[[ Data shown open ]]

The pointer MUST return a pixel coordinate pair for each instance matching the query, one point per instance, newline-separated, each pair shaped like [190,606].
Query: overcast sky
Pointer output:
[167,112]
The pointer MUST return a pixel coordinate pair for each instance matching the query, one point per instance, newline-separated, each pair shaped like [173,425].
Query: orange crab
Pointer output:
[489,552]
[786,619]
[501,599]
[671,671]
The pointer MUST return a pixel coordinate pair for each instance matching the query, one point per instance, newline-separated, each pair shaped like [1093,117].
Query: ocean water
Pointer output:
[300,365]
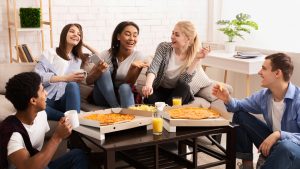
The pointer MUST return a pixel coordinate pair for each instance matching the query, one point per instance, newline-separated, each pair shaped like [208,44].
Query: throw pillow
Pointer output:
[199,80]
[206,92]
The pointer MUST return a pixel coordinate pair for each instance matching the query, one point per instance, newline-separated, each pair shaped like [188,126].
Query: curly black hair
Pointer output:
[115,44]
[21,88]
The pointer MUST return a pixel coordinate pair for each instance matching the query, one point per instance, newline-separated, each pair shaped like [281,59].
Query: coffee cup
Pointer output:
[72,116]
[83,72]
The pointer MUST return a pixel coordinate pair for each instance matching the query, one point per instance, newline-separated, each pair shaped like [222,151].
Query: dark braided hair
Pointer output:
[21,88]
[115,44]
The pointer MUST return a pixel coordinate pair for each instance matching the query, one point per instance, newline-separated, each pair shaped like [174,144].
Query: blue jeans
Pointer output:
[104,93]
[74,159]
[55,109]
[283,154]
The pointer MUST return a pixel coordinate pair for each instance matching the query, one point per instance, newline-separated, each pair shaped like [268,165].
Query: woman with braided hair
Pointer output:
[117,69]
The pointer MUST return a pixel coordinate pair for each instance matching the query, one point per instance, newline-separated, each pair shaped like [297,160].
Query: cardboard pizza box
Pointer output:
[98,131]
[170,124]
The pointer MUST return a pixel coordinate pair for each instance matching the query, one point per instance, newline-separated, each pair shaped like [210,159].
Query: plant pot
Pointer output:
[229,47]
[30,17]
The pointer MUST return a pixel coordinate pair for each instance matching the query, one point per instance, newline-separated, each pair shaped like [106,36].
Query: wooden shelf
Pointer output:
[14,28]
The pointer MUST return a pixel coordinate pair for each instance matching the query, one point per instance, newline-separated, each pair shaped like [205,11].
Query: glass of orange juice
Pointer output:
[157,124]
[177,101]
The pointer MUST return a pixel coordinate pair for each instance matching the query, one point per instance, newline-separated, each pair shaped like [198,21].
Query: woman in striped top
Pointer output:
[174,66]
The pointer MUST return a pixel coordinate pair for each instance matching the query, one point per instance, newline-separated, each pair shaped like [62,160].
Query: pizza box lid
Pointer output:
[141,119]
[220,121]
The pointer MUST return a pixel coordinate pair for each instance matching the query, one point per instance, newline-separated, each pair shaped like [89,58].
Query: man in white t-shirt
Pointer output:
[278,140]
[22,135]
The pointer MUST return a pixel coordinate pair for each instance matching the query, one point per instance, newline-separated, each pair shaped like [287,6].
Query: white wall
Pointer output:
[278,23]
[156,19]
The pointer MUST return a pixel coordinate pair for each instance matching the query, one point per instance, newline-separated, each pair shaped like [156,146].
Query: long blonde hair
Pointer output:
[188,28]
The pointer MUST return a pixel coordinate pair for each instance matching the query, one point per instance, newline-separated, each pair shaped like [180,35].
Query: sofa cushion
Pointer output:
[199,80]
[6,108]
[206,92]
[8,70]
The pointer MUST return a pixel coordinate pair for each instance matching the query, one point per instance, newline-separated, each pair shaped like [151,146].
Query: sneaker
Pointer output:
[260,162]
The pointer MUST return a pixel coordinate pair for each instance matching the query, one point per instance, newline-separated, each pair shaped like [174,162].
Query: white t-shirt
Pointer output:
[36,133]
[277,112]
[173,71]
[123,66]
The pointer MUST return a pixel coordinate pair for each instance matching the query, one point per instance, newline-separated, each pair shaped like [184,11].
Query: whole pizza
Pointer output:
[195,113]
[111,118]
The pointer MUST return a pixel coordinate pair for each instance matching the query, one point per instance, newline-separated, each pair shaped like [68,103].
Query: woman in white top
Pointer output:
[118,68]
[60,70]
[174,66]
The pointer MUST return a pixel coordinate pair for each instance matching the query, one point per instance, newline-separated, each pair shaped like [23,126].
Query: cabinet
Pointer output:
[14,28]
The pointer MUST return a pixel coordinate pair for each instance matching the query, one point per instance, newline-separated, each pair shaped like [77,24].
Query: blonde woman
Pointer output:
[174,66]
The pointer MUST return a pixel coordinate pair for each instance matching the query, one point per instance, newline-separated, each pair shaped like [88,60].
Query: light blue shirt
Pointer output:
[260,103]
[51,64]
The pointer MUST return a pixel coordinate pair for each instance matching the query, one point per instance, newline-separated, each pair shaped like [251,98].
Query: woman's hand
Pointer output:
[202,53]
[147,90]
[140,64]
[101,66]
[74,77]
[220,92]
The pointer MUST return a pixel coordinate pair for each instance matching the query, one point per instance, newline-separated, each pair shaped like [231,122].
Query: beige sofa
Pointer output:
[203,98]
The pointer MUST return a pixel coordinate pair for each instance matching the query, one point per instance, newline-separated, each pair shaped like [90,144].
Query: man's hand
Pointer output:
[63,129]
[268,143]
[221,93]
[147,90]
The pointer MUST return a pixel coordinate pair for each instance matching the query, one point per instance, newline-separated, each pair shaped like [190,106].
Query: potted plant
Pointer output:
[235,28]
[30,17]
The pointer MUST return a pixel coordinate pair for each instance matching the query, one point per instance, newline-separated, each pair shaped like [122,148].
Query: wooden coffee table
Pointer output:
[141,149]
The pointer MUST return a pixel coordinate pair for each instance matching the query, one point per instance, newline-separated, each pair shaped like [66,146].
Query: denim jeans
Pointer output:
[162,94]
[283,154]
[104,93]
[74,159]
[69,101]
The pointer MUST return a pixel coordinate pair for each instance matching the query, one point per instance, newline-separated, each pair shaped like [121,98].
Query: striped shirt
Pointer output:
[51,64]
[160,63]
[197,80]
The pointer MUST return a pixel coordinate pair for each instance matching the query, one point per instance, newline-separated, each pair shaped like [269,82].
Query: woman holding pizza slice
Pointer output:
[117,69]
[174,65]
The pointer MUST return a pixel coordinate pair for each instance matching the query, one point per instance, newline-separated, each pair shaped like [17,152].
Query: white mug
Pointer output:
[83,72]
[72,115]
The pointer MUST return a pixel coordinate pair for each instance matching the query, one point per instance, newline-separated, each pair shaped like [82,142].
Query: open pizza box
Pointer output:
[170,123]
[96,130]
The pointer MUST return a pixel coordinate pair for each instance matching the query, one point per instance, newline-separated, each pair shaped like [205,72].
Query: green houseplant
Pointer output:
[30,17]
[235,28]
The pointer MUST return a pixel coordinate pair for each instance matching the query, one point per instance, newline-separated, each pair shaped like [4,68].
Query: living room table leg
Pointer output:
[181,148]
[156,156]
[230,147]
[195,153]
[110,160]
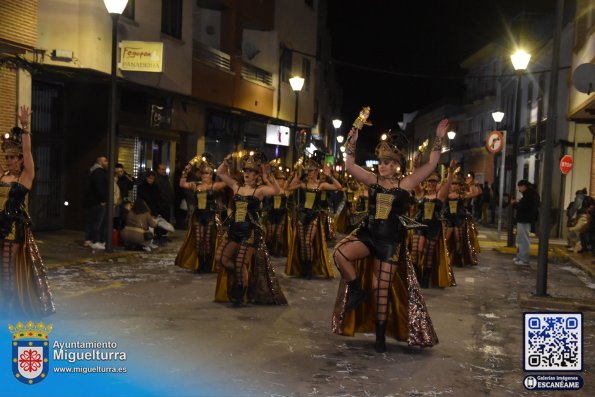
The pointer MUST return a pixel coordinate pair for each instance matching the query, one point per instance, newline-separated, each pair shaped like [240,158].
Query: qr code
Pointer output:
[553,342]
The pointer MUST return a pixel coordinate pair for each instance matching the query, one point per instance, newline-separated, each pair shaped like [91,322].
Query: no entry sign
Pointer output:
[566,164]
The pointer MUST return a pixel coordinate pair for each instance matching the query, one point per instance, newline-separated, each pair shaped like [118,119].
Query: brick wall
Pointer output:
[18,22]
[8,99]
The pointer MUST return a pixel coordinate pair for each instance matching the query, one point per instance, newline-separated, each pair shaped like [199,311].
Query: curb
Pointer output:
[590,270]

[[ Data shown closed ]]

All of the data above should be printed again exactly, though none of the pictures belong in the copy.

The pointer MUST return a pixel coordinate pair for each instance matching the query, one point per instance, newline-separated, each pair shaped like [190,606].
Query: overcast sky
Pointer output:
[167,112]
The pointer MUST return a pixel coordinate pair for each instance matching the query, one point per instance, newline-separated, each pair shaped like [173,425].
Query: orange crab
Pointer output:
[489,552]
[786,619]
[501,599]
[671,671]
The pointer MUST return a pixel coordinate pair for each instance matching the query, one point per instance, newline-separated, each pair shaped like [1093,117].
Query: ocean water
Pointer output:
[300,365]
The pointer MUST return a pixel coordinate pair for each instance matching the query, one point per instance, newline-separated, each pair shaped like [208,44].
Query: throw pillow
Pointer output:
[199,80]
[206,92]
The pointer MUST return a pixel coordinate pair for each instance matching the query, one point per instance, newline-separated, each pair shaped like [188,126].
Query: curly black hair
Pointer output:
[115,44]
[21,88]
The pointer MUST return a pixel coordinate pair for each instance matching the query, one point per instance, newline-separated, each pair shaped like [281,59].
Query: coffee cup
Pointer output:
[72,116]
[83,72]
The pointer MUST return a pixel coordinate pair for each instance matching the query, one point per instance, newline-separated, each pair shaped like [222,151].
Query: dark braided hair
Pointer output:
[21,88]
[115,44]
The pointer MUST return a pixel coordinate pair for each instance matching the query, one point per instance, newline-separated, each pair shaped like [174,144].
Query: blue jeans
Pointer output:
[104,93]
[74,159]
[55,109]
[283,154]
The pointer MUST return a pixel coordinate pair for each instance matching the query, one point per instance, newline-separated, each pair shaped like [268,165].
Query: woman with braided hair
Pointer output:
[117,69]
The pointer MUST return a pixel coordinate pair for each instance matching the query, one point per instance, newline-separated, each pair shaped like [297,160].
Query: cardboard pizza box
Pointer output:
[98,131]
[170,124]
The pointer MUST return a pixel coordinate pair for each instance matching the query, one point per instance, newline-separated, each pair shaped like [210,159].
Query: plant pot
Pointer output:
[229,47]
[30,17]
The pointer MUST return a pixel coordinate pair for each instance matching the query, one point per instance, newline-separated, each pair shaped like [106,36].
Query: wooden shelf
Pointer output:
[14,28]
The pointer MUST return a pixel coordinate pair for each instance matching the query, one point per instance, newline-separated, each pair shaped like [205,11].
Query: glass of orange juice
Pointer output:
[157,124]
[177,101]
The pointer MUST return a pixel coordinate pair for each instance matching the query, one point per instance, newline-separated, each pair shaped like [198,21].
Query: woman in striped top
Pointer output:
[174,66]
The pointer MUST return a pixel coordinate pair for each instance matching the query, one point per instance, newline-separated, each pair shaped like [62,160].
Query: pizza box lid
Pointer output:
[141,119]
[220,121]
The pointer MUST return a pixel coordinate pair for each instance matching the query, one point per instance, newline-separated, each pair shaped like [89,58].
Query: man in white t-shirt
Pointer output:
[278,140]
[22,135]
The pointer MUST return a pixel coordinate pair for each instance matching the query, one point per instance, newline-separated, each pair shaped like [287,6].
Query: white wall
Pointer output:
[278,23]
[156,19]
The pointer MUST return a pixel coordinate pair for each instance matching the query, one point per instance, newline-separated, each pair shaped like [156,146].
Query: long blonde hair
Pointer output:
[188,28]
The pointer MUST return a pixel coordinate pair for each instance matching the query, one point per instance, newline-separated, each pair shaped like [180,35].
Query: sofa cushion
Pointer output:
[199,80]
[6,108]
[206,92]
[8,70]
The pointer MUST return a pixel coordinate pair for each instance matching the query, one point per instance, newline-separated, each pair shaped like [151,146].
Query: sneaker
Pointer output:
[260,162]
The pointer MUST return a pixel coordinate pair for each instance matching the query, one point per instance, newline-separated, each pair shaped like [174,162].
Query: white t-shirt
Pointer output:
[36,133]
[277,112]
[173,71]
[123,66]
The pointer MUST return a pixel coordinate pair for each instance matching the query, one point per instance, newline-separated, each pair shaped like [184,11].
Query: whole pizza
Pointer output:
[195,113]
[111,118]
The pointer MUST return a pixel coordinate pair for each instance matching the query, one point per instance, newline-separated, each pair shaped like [68,103].
Query: woman in white top
Pointer output:
[118,68]
[60,70]
[174,66]
The pointer MUST return a pixel coordinate pair for each instance matching the query, one point per instance, newline-separated, each pair shaped like [23,126].
Query: cabinet
Pointer output:
[14,28]
The pointer MUST return a pixel coordinate pair for each instance matching the query, one point per instance, newline-separated, each pair shaped like [77,24].
Query: blonde woman
Pointer output:
[174,66]
The pointer MUST return a pixel coordinate pair for each instance matching the query, one point per instance, newline-separated, each pair shaped like [88,60].
Query: light blue shirt
Pointer output:
[260,103]
[51,64]
The pointer MUST return a pixel coordinate pair for each instance matching the query, one point per instance, newline-separated, each pair shaped like [251,98].
Query: woman's hand
Pointer output:
[202,53]
[147,90]
[140,64]
[101,66]
[74,77]
[220,92]
The pointer MUST return a pixel coordinate pair for each instance matching the query, one point per instance, newline-separated, each pair shaped like [231,122].
Query: beige sofa
Pointer output:
[203,98]
The pointer MUST return a pixel coordinate pair for each instance matching the query, one point per instance, newline-separated, each pair shaped like [90,144].
Query: man's hand
Pointer output:
[63,129]
[268,143]
[221,93]
[147,90]
The pointer MUST return a pixel coordinate pair for each instance matching the query, one point per instance, newline-separated, each pair shaped like [190,106].
Query: potted plant
Pointer output:
[235,28]
[30,17]
The pointer MUST return a pixel coordinate pair for each instance matching the query, one point per instance, newline-separated, each pair shaped like [122,148].
Query: wooden coffee table
Pointer output:
[141,149]
The pointer MUST return a pixel coordinate pair for each instance matching the query, one point per instance, newline-separated, each pair shaped like [66,146].
Query: denim jeans
Pointer output:
[162,94]
[283,154]
[104,93]
[74,159]
[69,101]
The pointer MUST return a pixel coordinate pair for each instance matching the query, one point per instance, newline-separated, each pair shaped like [121,98].
Query: striped shirt
Pointer output:
[51,64]
[160,63]
[197,80]
The pointer MUST return a pixel coordinate pair for each instance matching the query, one point per instance, newline-separated, each pair shaped like [269,82].
Query: woman holding pizza slice
Pointer output:
[117,69]
[174,65]
The pointer MUST return a pixel coordinate pair for each instance matching the query, one point per instance, newline-separated, each pair shaped like [17,152].
Query: white mug
Pointer output:
[83,72]
[72,115]
The pointer MUST return a pixel coordinate pair for each instance matching the query, one point per instance, newline-separated, each pair shaped like [82,142].
Query: open pizza box
Pointer output:
[170,123]
[96,130]
The pointer MUST return a pixel coordinate pair for each instance matching the query, one point per instance, newline-separated, each pair shaped like [205,72].
Query: green houseplant
Pointer output:
[30,17]
[235,28]
The pointer MUST return a pixel coordinate pair for each instance matching the query, one point per instance, newline-separated, each pair shaped like [4,68].
Query: living room table leg
Pointer output:
[181,148]
[156,156]
[230,147]
[195,153]
[110,160]
The pointer MUST return a pixel coordinate pair for each instance matching the query, one point per instance, newline-separated, each pair shaped like [240,158].
Query: qr code
Pointer output:
[553,342]
The pointer MUST return a pixel coordinate pair for each instance matching the query, one point per instance, newline-separated, each pair shaped like [91,322].
Query: no entry sign
Pointer output:
[566,164]
The pointer MUST return a pixel coordinate pair for each instance matching the query, one point per instance, newline-separated, each pair shaped like [118,119].
Query: brick wall
Pointer output:
[18,22]
[8,99]
The pointer MUST return a pixel coordinate pair for each instance matching the query, one point per instance, newline-separated, each pair shaped like [199,311].
Query: curb
Pointer output:
[590,270]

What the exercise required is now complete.